To graduate, candidates must have a GPA of 2.0 and 86 hours that fulfill all required courses.
In the fall 2007 first-year class, 4162 applied, 1152 were accepted, and 276 enrolled. Twenty-five transfers enrolled. The median LSAT percentile of the most recent first-year class was 85; the median GPA was 3.58 on a scale of 4.0. The lowest LSAT percentile accepted was 43; the highest was 97.
Applicants must have a bachelor’s degree and take the LSAT. The most important admission factors include academic achievement, GPA, and LSAT results. No specific undergraduate courses are required. Candidates are not interviewed.
The application deadline for fall entry is April 1. Applicants should submit an application form, LSAT results, transcripts, a personal statement, a nonrefundable application fee of $50, and 2 academic letters of recommendation. Notification of the admissions decision is within 4 weeks of receipt of a completed application. The latest acceptable LSAT test date for fall entry is February. The law school uses the LSDAS.

## CHECK YOUR UNDERSTANDING:
A: Using the law school admissions text, decide whether each statement agrees with it: (i) applicants are interviewed before admission, (ii) the application fee cannot be refunded, (iii) April is the latest acceptable LSAT test date for fall entry. Answer yes or no for each and quote the deciding words.
B: Quote the law school admissions text between "Applicants must have" and "uses the LSDAS.", inclusive.
Rely only on the law school admissions text.

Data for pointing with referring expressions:
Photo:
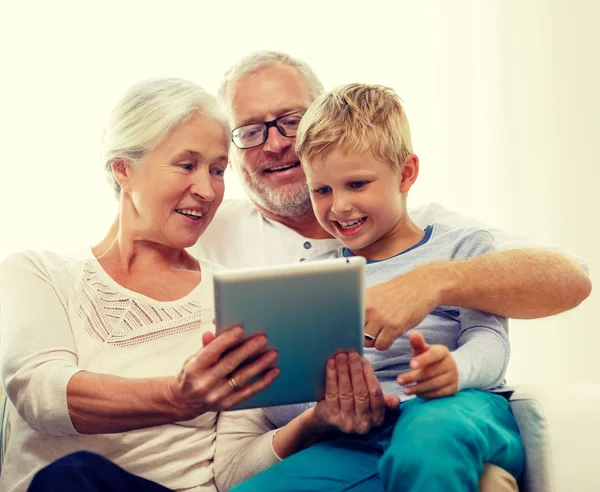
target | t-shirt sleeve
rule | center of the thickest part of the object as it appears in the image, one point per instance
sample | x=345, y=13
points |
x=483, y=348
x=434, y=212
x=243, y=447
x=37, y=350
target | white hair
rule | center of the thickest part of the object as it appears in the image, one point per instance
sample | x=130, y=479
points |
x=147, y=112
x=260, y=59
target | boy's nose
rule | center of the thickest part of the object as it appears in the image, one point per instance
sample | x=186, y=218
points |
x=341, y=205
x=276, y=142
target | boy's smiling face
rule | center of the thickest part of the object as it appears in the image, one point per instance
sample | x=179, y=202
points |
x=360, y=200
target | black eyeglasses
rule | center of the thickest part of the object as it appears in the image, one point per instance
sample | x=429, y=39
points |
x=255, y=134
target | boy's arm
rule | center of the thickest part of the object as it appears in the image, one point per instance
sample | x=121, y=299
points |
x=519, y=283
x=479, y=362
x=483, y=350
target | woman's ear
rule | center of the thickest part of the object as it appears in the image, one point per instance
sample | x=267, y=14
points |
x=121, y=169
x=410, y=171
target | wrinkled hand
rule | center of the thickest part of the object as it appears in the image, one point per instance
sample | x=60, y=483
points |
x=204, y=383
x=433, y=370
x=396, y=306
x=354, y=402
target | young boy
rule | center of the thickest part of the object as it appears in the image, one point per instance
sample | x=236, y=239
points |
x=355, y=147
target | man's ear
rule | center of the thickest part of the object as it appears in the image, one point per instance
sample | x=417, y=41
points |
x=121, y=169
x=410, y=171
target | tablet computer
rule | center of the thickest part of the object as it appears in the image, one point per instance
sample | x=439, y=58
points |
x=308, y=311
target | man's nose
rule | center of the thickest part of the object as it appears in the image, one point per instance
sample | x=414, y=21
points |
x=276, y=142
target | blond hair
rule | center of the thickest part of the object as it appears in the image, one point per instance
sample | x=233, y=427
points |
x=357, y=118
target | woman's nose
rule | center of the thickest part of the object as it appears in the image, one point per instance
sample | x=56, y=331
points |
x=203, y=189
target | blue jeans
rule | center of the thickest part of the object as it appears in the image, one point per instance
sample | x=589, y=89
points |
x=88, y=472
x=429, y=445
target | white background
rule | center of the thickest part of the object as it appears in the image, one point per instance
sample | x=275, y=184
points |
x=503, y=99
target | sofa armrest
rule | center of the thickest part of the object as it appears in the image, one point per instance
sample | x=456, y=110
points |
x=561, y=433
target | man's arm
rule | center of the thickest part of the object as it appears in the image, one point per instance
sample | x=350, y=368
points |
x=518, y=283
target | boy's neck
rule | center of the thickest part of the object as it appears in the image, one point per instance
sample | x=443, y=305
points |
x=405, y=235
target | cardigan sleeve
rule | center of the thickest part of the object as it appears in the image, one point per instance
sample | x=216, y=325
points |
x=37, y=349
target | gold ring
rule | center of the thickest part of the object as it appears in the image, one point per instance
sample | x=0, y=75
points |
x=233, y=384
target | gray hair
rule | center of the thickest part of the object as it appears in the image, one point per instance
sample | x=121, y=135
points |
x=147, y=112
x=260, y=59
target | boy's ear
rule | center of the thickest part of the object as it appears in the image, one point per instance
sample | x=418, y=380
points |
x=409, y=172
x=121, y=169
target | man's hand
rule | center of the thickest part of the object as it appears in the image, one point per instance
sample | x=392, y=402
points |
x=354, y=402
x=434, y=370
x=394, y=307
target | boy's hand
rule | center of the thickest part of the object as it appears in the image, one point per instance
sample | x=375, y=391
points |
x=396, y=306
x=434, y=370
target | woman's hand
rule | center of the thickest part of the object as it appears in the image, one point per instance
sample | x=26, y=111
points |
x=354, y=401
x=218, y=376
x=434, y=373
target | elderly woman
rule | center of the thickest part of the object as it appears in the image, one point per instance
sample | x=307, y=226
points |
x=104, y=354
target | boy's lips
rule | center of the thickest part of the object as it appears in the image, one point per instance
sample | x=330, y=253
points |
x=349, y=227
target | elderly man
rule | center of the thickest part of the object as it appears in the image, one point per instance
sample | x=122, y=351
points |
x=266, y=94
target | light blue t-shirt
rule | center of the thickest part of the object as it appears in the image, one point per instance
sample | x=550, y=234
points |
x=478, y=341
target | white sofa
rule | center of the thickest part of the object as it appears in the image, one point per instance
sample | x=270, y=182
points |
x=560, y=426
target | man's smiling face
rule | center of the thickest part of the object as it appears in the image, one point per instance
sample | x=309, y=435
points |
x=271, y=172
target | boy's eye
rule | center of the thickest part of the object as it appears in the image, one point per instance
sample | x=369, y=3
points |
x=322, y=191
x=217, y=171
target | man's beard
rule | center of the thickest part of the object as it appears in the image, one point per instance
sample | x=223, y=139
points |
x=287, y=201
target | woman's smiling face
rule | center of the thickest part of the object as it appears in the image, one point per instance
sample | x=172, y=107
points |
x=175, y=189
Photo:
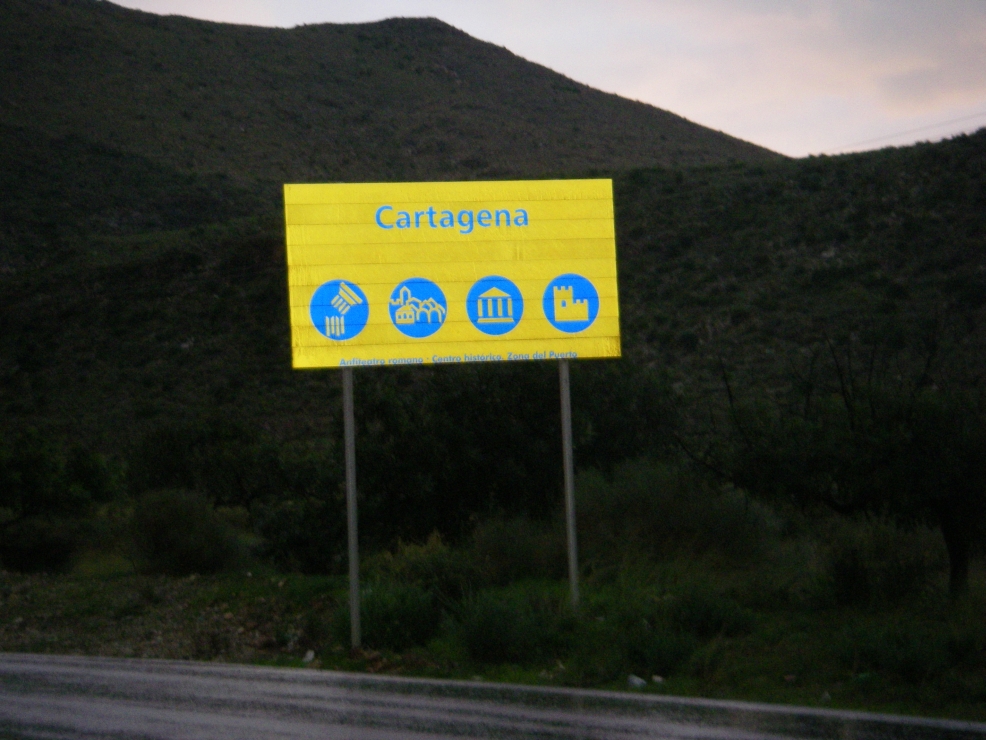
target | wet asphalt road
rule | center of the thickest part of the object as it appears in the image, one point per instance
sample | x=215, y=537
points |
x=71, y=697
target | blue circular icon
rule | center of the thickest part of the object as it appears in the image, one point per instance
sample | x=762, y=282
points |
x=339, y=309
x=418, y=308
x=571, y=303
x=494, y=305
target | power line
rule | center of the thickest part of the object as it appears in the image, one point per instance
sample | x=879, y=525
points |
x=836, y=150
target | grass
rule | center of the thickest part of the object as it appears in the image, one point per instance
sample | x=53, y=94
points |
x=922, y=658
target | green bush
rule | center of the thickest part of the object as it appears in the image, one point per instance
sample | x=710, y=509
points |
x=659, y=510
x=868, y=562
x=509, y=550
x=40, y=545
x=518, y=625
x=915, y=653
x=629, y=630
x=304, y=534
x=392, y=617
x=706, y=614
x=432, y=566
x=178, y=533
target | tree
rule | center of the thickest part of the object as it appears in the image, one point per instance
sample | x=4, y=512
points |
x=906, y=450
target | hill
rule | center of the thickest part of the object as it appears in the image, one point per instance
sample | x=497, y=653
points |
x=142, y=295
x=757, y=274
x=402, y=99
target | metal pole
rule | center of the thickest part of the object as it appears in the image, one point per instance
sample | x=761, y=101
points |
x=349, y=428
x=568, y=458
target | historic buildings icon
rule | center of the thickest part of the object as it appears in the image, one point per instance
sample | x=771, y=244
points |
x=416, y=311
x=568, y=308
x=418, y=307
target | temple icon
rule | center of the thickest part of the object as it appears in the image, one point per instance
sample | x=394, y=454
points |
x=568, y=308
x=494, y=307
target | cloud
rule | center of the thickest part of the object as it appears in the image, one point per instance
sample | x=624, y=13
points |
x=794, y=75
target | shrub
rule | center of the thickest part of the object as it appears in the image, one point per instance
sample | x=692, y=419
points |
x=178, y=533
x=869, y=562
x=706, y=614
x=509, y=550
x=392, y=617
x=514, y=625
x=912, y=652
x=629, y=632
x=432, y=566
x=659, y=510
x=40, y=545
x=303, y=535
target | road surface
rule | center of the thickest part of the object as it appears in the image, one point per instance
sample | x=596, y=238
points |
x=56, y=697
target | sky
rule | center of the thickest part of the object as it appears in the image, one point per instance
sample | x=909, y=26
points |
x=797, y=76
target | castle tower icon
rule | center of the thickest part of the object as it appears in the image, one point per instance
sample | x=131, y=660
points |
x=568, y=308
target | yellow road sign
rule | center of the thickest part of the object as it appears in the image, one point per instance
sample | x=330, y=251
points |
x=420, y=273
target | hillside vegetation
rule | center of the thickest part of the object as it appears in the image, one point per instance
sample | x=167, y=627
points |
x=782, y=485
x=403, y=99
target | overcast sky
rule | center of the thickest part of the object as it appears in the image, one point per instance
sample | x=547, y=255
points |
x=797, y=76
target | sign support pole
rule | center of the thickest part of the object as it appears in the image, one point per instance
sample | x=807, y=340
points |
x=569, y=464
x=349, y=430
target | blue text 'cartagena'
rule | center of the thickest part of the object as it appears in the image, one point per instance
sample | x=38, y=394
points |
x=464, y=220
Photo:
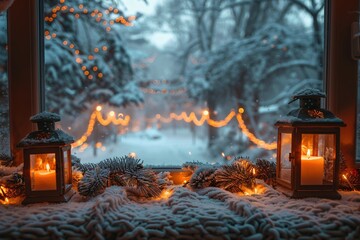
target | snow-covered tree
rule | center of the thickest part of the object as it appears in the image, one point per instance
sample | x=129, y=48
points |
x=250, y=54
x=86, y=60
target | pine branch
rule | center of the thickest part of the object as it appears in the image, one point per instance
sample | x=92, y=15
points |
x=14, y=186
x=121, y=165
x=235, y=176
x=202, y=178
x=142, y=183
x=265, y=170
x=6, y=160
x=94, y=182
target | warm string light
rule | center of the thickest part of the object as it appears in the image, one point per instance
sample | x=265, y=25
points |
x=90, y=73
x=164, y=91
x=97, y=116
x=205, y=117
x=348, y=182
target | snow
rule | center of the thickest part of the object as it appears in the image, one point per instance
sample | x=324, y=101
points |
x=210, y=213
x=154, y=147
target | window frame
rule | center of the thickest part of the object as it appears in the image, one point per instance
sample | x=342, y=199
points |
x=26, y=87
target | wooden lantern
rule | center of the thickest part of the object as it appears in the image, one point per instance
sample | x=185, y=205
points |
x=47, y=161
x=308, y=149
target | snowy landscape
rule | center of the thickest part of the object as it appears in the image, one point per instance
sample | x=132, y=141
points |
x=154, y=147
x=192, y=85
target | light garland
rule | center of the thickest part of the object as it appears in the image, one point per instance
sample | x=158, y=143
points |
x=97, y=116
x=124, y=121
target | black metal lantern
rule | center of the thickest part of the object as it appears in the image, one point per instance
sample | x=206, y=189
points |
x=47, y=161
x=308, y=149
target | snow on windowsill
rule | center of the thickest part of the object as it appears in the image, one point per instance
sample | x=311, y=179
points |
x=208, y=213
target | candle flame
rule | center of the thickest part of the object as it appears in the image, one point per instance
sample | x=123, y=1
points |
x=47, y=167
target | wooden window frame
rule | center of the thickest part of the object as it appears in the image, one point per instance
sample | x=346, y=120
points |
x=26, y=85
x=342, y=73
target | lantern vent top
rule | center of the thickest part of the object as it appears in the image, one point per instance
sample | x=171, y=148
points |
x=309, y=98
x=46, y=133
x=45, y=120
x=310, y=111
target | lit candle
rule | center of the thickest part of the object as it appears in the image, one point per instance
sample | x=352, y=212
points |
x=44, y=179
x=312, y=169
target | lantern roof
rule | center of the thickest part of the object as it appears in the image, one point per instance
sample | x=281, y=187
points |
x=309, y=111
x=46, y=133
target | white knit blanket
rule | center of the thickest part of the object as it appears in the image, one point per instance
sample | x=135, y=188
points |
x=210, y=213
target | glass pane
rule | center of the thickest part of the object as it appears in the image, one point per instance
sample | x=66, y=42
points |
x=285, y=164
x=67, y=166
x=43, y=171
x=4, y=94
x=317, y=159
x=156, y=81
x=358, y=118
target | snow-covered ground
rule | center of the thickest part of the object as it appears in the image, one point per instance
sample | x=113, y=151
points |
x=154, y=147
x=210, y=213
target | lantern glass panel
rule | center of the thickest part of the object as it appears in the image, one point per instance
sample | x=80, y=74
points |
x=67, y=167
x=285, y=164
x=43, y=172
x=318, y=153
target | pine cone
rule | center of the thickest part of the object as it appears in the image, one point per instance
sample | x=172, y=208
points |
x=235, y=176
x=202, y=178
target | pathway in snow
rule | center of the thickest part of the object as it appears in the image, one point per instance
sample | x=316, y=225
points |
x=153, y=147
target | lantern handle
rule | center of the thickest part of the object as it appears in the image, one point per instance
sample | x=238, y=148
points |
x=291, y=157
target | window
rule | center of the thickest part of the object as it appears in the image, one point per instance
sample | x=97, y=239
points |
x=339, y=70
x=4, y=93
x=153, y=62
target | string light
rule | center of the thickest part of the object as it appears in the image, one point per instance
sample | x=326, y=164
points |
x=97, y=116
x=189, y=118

## RESPONSES TO THE TASKS:
A:
(i) No: "Candidates are not interviewed."
(ii) Yes: "a nonrefundable application fee of $50"
(iii) No: "The latest acceptable LSAT test date for fall entry is February."

B:
Applicants must have a bachelor’s degree and take the LSAT. The most important admission factors include academic achievement, GPA, and LSAT results. No specific undergraduate courses are required. Candidates are not interviewed.
The application deadline for fall entry is April 1. Applicants should submit an application form, LSAT results, transcripts, a personal statement, a nonrefundable application fee of $50, and 2 academic letters of recommendation. Notification of the admissions decision is within 4 weeks of receipt of a completed application. The latest acceptable LSAT test date for fall entry is February. The law school uses the LSDAS.